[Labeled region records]

★ ★ ★ ★ ★ ★ ★

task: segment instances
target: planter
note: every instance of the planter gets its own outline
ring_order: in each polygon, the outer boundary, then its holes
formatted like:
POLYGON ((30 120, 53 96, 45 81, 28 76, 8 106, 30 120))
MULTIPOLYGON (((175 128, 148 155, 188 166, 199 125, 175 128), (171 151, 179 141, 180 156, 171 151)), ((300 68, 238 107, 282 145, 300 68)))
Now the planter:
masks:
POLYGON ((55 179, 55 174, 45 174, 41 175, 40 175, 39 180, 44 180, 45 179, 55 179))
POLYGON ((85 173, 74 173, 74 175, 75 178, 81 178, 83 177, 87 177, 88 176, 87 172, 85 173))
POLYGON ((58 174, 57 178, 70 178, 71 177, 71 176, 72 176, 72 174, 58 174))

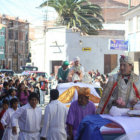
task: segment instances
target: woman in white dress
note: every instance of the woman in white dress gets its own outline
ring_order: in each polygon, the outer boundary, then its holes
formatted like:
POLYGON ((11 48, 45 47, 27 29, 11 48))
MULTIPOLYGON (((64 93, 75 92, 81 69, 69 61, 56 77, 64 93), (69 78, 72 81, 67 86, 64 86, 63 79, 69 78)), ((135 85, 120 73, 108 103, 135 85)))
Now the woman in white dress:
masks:
MULTIPOLYGON (((11 125, 11 118, 14 112, 17 110, 18 107, 18 100, 16 98, 11 99, 10 106, 5 114, 3 115, 1 119, 1 123, 5 128, 4 135, 2 137, 2 140, 17 140, 18 139, 18 133, 16 135, 12 134, 12 125, 11 125)), ((17 124, 18 127, 18 124, 17 124)), ((18 129, 19 132, 19 129, 18 129)))

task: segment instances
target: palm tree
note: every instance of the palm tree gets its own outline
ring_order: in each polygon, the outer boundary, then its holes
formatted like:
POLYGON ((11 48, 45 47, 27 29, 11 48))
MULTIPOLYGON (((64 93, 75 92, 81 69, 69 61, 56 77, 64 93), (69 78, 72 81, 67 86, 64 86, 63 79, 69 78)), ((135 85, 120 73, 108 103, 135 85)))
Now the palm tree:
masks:
POLYGON ((87 0, 47 0, 39 7, 53 7, 59 15, 59 21, 67 28, 78 29, 82 33, 97 34, 102 29, 101 8, 87 0))

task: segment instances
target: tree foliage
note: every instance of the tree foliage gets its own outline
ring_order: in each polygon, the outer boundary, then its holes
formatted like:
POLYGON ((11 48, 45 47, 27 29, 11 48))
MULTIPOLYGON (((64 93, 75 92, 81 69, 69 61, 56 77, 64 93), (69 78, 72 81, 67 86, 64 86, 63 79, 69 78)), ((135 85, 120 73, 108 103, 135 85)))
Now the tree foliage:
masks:
POLYGON ((102 29, 101 8, 87 0, 48 0, 40 7, 53 7, 59 15, 59 21, 67 28, 77 29, 86 34, 97 34, 102 29))

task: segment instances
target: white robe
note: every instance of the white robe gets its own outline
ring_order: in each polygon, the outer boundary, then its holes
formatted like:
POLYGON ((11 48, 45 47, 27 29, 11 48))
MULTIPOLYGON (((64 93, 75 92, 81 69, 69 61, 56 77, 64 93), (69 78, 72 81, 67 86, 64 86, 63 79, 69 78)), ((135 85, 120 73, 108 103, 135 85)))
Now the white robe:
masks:
POLYGON ((39 107, 33 109, 30 104, 19 108, 12 117, 12 126, 19 122, 18 140, 39 140, 41 128, 42 111, 39 107))
POLYGON ((19 126, 18 126, 18 123, 16 124, 16 127, 17 127, 17 135, 13 135, 12 134, 12 126, 11 126, 11 118, 12 118, 12 115, 15 113, 15 110, 12 109, 12 108, 9 108, 3 115, 2 119, 1 119, 1 123, 3 126, 7 126, 5 131, 4 131, 4 134, 3 134, 3 137, 2 137, 2 140, 17 140, 18 139, 18 136, 19 136, 19 126))
POLYGON ((47 140, 66 140, 67 111, 68 109, 60 101, 51 101, 45 109, 41 137, 47 140))

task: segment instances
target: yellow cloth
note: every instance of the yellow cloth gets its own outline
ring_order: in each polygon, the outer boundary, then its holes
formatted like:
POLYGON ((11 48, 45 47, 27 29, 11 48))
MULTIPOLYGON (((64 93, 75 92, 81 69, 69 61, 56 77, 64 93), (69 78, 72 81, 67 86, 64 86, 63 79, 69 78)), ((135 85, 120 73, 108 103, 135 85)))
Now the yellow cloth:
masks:
MULTIPOLYGON (((87 91, 86 95, 88 95, 90 101, 92 101, 93 103, 99 103, 99 101, 100 101, 100 98, 99 98, 99 97, 96 97, 96 96, 94 96, 93 94, 91 94, 91 93, 89 92, 89 91, 90 91, 89 88, 84 88, 84 89, 86 89, 86 91, 87 91)), ((62 103, 69 103, 69 102, 71 102, 72 99, 73 99, 73 96, 74 96, 74 94, 75 94, 75 90, 77 90, 78 95, 79 95, 79 93, 80 93, 80 94, 81 94, 81 93, 83 94, 83 92, 82 92, 83 88, 80 88, 80 87, 78 87, 78 86, 73 86, 73 87, 67 89, 66 91, 64 91, 64 92, 59 96, 59 99, 58 99, 58 100, 59 100, 60 102, 62 102, 62 103), (80 92, 79 92, 79 91, 80 91, 80 92)))

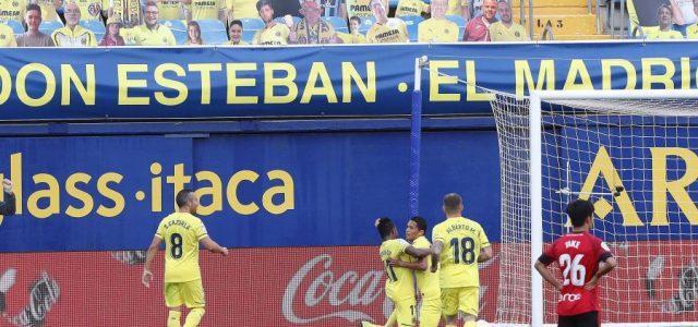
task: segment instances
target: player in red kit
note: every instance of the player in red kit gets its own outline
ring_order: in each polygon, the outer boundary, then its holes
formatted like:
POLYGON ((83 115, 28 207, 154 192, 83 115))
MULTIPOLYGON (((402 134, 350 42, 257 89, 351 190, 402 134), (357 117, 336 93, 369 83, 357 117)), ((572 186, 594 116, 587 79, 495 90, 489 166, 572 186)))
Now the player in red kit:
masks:
POLYGON ((609 246, 589 233, 593 226, 593 205, 577 199, 567 205, 573 232, 557 239, 535 263, 535 270, 559 291, 558 327, 593 327, 599 323, 597 283, 617 265, 609 246), (562 281, 547 265, 557 262, 562 281))

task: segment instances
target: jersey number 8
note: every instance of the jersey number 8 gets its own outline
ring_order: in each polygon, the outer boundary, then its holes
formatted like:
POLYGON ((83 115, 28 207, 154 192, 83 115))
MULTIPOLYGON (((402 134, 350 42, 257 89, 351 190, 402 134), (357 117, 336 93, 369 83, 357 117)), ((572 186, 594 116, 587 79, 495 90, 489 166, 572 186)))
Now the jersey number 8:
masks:
POLYGON ((170 254, 173 258, 182 257, 182 235, 173 233, 170 237, 170 254))

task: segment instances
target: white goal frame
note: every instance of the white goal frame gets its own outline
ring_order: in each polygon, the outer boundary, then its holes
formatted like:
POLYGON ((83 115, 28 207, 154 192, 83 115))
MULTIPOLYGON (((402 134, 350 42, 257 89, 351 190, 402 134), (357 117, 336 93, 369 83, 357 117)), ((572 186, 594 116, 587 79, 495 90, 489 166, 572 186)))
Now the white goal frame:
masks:
MULTIPOLYGON (((654 89, 654 90, 533 90, 529 98, 529 133, 530 133, 530 205, 531 205, 531 326, 543 326, 544 299, 543 278, 534 271, 533 265, 543 253, 543 199, 541 174, 541 104, 546 100, 585 100, 585 99, 698 99, 697 89, 654 89)), ((696 113, 698 116, 698 112, 696 113)), ((669 323, 671 326, 682 326, 669 323)), ((613 324, 612 326, 619 326, 613 324)), ((625 325, 623 325, 625 326, 625 325)), ((627 326, 637 326, 627 324, 627 326)), ((643 326, 655 326, 645 324, 643 326)), ((693 326, 693 325, 685 325, 693 326)))

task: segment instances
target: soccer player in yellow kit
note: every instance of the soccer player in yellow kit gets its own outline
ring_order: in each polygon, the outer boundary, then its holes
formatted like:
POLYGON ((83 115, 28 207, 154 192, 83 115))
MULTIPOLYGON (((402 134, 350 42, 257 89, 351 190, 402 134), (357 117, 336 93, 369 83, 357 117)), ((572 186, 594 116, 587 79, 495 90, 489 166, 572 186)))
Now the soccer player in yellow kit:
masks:
MULTIPOLYGON (((385 294, 395 304, 395 317, 400 327, 414 326, 417 302, 414 299, 414 279, 412 270, 390 265, 390 261, 399 259, 409 262, 411 257, 424 257, 430 255, 431 249, 416 249, 407 241, 398 239, 397 228, 390 218, 378 218, 375 227, 381 234, 381 261, 387 274, 385 281, 385 294)), ((361 326, 376 326, 362 322, 361 326)), ((378 325, 380 326, 380 325, 378 325)))
MULTIPOLYGON (((412 217, 407 222, 405 237, 416 249, 431 249, 432 244, 426 240, 426 220, 422 217, 412 217)), ((414 270, 417 288, 421 298, 419 311, 420 327, 436 327, 441 320, 441 288, 438 284, 438 274, 432 272, 431 263, 426 258, 417 262, 404 262, 390 259, 390 265, 414 270)))
POLYGON ((153 242, 145 256, 143 284, 151 287, 153 272, 151 264, 165 241, 165 303, 169 307, 167 327, 180 327, 181 305, 191 308, 184 327, 198 326, 204 316, 206 301, 198 268, 198 243, 213 253, 228 255, 228 249, 221 247, 208 237, 206 227, 194 214, 198 198, 191 190, 177 193, 179 210, 163 221, 157 228, 153 242))
MULTIPOLYGON (((474 327, 479 310, 478 263, 492 258, 492 247, 480 223, 462 217, 462 199, 456 193, 444 196, 446 220, 432 231, 434 256, 440 256, 441 300, 446 326, 456 326, 458 312, 466 327, 474 327)), ((436 271, 436 266, 431 270, 436 271)))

★ ★ ★ ★ ★ ★ ★

*WRITTEN PROBLEM*. Show each line above that contains the word "every".

*ANSWER TO THIS PROBLEM*.
note: every instance of the planter gets its own outline
note: every instance of the woman in white dress gets its own outline
note: every instance of the palm tree gets its own outline
note: every instance of the tree foliage gets its own outline
note: every instance of the white robe gets its own outline
note: every instance of the yellow cloth gets its own outline
note: every instance of the player in red kit gets its own outline
note: every instance of the jersey number 8 gets its own outline
note: every instance of the white goal frame gets its own outline
note: every instance of the soccer player in yellow kit gets its own outline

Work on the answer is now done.